• Extracted information
★ ★ ★ ★ ★

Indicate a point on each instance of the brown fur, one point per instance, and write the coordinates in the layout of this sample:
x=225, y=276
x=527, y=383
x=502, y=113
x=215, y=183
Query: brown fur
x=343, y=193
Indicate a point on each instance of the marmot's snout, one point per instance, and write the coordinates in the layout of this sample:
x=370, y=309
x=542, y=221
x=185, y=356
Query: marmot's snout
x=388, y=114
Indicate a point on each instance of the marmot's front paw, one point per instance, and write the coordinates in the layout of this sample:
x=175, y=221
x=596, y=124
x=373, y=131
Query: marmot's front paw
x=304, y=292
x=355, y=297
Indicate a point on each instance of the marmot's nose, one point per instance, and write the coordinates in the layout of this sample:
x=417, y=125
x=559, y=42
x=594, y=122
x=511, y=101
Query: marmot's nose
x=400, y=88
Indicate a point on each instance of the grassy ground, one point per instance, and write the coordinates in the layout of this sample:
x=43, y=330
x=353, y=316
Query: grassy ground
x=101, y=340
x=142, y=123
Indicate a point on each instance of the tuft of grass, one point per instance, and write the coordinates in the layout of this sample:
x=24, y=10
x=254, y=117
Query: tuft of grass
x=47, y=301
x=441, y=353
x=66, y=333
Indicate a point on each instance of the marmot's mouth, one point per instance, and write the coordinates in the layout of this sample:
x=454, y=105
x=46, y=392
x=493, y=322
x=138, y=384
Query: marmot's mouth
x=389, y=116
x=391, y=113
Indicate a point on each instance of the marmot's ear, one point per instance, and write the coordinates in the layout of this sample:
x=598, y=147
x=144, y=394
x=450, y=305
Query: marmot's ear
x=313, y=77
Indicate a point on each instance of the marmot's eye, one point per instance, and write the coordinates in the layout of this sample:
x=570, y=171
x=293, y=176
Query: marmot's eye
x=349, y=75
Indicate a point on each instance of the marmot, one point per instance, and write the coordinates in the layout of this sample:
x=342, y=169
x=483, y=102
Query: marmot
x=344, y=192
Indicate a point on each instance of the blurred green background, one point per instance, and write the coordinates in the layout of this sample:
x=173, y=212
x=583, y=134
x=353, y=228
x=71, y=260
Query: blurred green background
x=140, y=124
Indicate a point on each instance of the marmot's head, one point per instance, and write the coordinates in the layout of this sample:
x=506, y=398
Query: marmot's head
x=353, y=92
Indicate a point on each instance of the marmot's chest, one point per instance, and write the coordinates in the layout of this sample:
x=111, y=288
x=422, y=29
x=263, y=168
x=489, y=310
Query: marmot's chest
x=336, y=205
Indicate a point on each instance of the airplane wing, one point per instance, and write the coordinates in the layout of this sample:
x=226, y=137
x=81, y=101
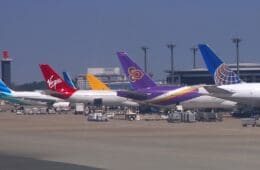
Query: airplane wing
x=135, y=95
x=216, y=91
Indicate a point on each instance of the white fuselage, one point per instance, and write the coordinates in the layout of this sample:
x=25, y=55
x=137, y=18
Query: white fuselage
x=36, y=98
x=200, y=102
x=245, y=93
x=208, y=102
x=108, y=97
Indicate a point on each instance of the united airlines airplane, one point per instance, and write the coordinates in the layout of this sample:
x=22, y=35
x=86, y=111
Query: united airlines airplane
x=228, y=84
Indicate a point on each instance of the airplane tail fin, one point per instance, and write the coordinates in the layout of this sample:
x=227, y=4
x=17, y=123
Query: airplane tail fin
x=4, y=89
x=95, y=83
x=68, y=80
x=220, y=71
x=54, y=81
x=134, y=73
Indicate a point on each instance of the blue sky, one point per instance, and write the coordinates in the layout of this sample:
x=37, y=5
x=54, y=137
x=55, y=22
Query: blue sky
x=75, y=34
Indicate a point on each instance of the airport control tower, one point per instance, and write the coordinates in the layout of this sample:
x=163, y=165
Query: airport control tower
x=6, y=68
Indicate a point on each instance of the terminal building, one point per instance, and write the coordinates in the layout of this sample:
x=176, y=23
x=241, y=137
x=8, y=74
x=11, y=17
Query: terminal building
x=113, y=77
x=6, y=68
x=248, y=72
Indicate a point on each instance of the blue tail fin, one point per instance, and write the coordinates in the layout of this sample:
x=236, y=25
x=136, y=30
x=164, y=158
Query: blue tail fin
x=220, y=71
x=134, y=73
x=68, y=80
x=4, y=89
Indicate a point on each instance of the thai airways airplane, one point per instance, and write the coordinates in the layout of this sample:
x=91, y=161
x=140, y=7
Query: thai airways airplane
x=89, y=97
x=68, y=80
x=228, y=84
x=26, y=97
x=146, y=91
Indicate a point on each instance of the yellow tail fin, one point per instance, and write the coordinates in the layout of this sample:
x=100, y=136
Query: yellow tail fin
x=95, y=83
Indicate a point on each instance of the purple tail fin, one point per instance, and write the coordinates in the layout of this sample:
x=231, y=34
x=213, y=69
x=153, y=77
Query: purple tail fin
x=134, y=73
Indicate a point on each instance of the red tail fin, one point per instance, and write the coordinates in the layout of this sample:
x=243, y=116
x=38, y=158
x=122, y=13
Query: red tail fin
x=55, y=82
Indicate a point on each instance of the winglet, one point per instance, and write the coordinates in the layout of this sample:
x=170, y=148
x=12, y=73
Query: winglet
x=68, y=80
x=95, y=83
x=220, y=71
x=4, y=89
x=136, y=76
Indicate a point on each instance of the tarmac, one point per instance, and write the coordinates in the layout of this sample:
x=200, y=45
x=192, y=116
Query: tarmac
x=71, y=142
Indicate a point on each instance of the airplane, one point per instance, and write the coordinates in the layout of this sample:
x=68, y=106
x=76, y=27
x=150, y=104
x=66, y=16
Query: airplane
x=26, y=97
x=228, y=84
x=68, y=80
x=95, y=83
x=146, y=91
x=90, y=97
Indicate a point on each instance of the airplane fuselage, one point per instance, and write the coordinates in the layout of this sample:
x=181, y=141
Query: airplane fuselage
x=108, y=97
x=245, y=93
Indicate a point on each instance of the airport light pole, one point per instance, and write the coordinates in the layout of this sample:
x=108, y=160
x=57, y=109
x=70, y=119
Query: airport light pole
x=171, y=46
x=144, y=48
x=236, y=41
x=194, y=51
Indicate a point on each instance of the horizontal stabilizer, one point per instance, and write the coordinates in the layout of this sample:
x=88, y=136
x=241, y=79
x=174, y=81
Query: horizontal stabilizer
x=132, y=95
x=216, y=91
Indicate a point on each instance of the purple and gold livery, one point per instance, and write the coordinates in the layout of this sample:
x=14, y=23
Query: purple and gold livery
x=145, y=89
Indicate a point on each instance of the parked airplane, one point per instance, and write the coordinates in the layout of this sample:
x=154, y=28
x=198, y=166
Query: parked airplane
x=89, y=97
x=146, y=91
x=228, y=84
x=68, y=80
x=26, y=97
x=95, y=83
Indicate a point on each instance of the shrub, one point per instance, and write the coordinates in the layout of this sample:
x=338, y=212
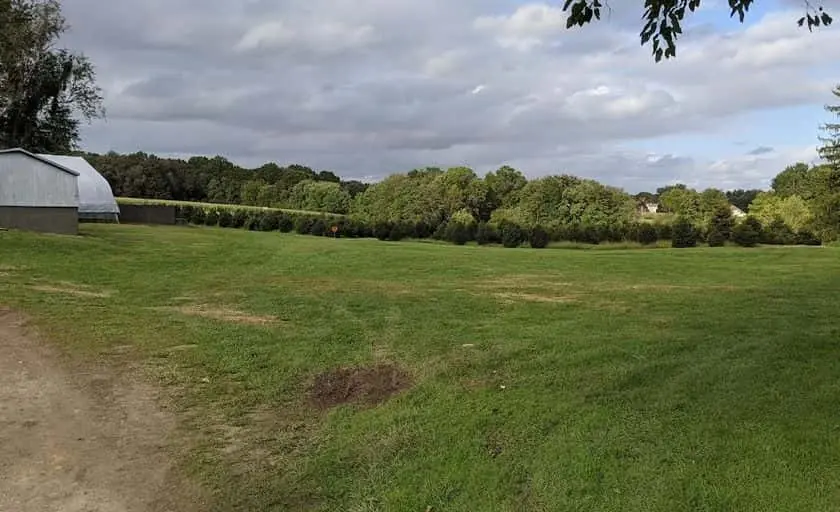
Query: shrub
x=211, y=218
x=538, y=238
x=252, y=221
x=362, y=229
x=512, y=234
x=398, y=232
x=807, y=238
x=270, y=221
x=285, y=223
x=747, y=233
x=303, y=225
x=422, y=230
x=720, y=224
x=318, y=228
x=185, y=212
x=646, y=234
x=683, y=234
x=485, y=234
x=440, y=232
x=237, y=220
x=458, y=233
x=716, y=239
x=198, y=216
x=778, y=233
x=382, y=230
x=664, y=231
x=225, y=219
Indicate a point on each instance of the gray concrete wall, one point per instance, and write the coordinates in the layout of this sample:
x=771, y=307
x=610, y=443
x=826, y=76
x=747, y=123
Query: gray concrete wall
x=147, y=214
x=61, y=220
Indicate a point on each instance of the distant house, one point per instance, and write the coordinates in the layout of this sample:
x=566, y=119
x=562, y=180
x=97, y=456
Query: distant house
x=737, y=212
x=646, y=207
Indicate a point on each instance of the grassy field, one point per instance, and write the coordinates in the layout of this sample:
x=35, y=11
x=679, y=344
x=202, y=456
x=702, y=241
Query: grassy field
x=486, y=379
x=219, y=206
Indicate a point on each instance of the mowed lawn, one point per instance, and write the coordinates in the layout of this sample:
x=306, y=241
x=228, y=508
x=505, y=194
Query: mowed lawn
x=602, y=380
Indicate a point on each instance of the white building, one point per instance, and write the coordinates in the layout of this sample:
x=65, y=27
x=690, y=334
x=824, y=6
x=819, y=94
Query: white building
x=37, y=194
x=96, y=198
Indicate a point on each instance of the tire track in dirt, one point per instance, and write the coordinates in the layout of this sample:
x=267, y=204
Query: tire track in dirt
x=92, y=440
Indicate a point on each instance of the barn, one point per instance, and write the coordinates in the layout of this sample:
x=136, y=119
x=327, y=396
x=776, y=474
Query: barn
x=37, y=194
x=96, y=198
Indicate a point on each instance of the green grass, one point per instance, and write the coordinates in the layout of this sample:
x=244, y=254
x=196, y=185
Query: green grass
x=661, y=380
x=220, y=206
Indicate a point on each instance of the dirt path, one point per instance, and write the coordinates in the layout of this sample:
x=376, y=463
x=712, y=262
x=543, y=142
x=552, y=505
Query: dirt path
x=79, y=441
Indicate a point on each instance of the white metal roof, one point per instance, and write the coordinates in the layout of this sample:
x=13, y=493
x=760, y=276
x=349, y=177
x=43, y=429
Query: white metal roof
x=42, y=158
x=95, y=194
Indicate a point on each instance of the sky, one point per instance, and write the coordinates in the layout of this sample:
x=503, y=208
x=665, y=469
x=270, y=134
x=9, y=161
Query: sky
x=367, y=88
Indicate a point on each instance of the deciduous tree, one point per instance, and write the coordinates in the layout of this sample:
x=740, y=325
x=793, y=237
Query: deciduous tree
x=830, y=149
x=663, y=19
x=44, y=90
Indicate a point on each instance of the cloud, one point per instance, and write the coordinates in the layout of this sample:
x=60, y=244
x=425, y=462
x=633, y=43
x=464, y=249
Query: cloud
x=370, y=87
x=760, y=150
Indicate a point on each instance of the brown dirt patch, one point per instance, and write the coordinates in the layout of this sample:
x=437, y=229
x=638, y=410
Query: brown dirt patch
x=72, y=289
x=524, y=281
x=369, y=385
x=319, y=285
x=81, y=438
x=223, y=313
x=533, y=297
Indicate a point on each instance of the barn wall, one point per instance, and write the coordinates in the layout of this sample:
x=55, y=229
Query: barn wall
x=62, y=220
x=26, y=181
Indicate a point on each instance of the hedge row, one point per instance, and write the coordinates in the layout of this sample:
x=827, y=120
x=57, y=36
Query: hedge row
x=506, y=234
x=748, y=233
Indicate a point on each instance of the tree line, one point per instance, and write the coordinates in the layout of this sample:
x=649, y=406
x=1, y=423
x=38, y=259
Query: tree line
x=218, y=180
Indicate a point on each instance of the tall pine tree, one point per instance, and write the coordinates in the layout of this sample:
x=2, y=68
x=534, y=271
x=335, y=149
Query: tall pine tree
x=830, y=149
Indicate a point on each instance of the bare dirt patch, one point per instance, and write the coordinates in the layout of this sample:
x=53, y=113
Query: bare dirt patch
x=367, y=385
x=223, y=313
x=533, y=297
x=320, y=285
x=81, y=439
x=72, y=289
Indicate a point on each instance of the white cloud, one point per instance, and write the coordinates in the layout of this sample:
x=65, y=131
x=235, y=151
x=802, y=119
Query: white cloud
x=526, y=28
x=328, y=37
x=369, y=87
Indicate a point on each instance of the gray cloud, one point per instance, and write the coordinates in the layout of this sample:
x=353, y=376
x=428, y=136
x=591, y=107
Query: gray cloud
x=369, y=87
x=760, y=150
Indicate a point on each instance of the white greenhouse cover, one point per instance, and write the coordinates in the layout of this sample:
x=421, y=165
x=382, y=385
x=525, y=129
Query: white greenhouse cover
x=95, y=195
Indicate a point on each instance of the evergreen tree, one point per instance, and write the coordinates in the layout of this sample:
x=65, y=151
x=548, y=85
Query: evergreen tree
x=830, y=149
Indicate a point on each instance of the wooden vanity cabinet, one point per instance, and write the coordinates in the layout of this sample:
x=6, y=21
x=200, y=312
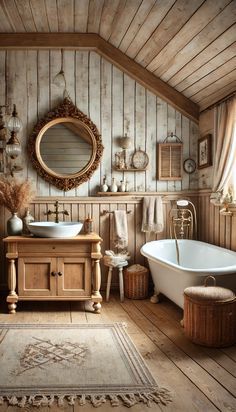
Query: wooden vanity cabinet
x=54, y=269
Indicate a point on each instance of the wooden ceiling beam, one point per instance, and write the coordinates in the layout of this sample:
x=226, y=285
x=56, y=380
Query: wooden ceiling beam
x=94, y=42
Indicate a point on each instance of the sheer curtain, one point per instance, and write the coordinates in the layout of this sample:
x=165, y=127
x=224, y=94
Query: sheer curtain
x=224, y=173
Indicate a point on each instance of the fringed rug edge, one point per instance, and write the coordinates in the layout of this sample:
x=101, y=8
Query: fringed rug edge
x=160, y=395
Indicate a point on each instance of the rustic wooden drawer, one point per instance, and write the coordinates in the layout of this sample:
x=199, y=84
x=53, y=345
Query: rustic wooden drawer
x=53, y=248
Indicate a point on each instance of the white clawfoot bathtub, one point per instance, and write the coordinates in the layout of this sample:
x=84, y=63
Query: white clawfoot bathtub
x=197, y=260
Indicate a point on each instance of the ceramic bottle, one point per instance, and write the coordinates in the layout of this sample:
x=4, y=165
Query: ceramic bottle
x=104, y=187
x=14, y=225
x=28, y=218
x=114, y=187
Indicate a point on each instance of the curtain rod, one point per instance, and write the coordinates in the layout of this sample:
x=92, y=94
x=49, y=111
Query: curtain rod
x=219, y=102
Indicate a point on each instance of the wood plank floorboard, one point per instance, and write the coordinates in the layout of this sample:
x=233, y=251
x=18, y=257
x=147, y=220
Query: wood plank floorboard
x=200, y=379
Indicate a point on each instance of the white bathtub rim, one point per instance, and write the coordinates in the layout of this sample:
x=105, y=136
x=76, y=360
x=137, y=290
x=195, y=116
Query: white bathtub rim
x=203, y=271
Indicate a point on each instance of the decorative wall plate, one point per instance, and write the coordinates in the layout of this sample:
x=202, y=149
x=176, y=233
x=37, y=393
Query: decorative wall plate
x=140, y=159
x=189, y=165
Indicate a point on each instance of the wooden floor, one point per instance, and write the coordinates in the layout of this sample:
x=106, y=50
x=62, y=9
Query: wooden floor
x=200, y=379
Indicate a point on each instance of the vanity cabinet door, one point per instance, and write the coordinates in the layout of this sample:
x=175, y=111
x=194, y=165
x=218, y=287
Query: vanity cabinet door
x=74, y=277
x=36, y=276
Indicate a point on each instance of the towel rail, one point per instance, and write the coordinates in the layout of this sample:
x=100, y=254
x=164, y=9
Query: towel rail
x=105, y=212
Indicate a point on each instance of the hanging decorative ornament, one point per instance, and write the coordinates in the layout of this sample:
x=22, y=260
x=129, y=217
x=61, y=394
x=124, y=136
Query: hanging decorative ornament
x=60, y=78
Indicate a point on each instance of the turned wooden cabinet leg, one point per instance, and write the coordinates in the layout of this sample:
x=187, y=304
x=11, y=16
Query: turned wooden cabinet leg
x=97, y=278
x=121, y=282
x=96, y=285
x=12, y=297
x=109, y=276
x=97, y=307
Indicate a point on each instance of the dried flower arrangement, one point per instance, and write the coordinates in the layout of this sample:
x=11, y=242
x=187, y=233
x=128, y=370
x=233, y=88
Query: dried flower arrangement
x=15, y=195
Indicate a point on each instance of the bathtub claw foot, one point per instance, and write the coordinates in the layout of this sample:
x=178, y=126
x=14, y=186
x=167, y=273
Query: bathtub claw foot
x=154, y=299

★ ★ ★ ★ ★

Express the lines from the line containing "Indicate a point on each instance of the ceramic" through the line containing "x=114, y=187" as a JSON list of strings, one per line, with blank lines omitted.

[
  "Indicate a point on each instance of the ceramic bottle, one point per instance, and write the coordinates in the layout of this sample:",
  "x=4, y=165",
  "Query: ceramic bottle",
  "x=104, y=187",
  "x=14, y=225",
  "x=28, y=218",
  "x=114, y=187"
]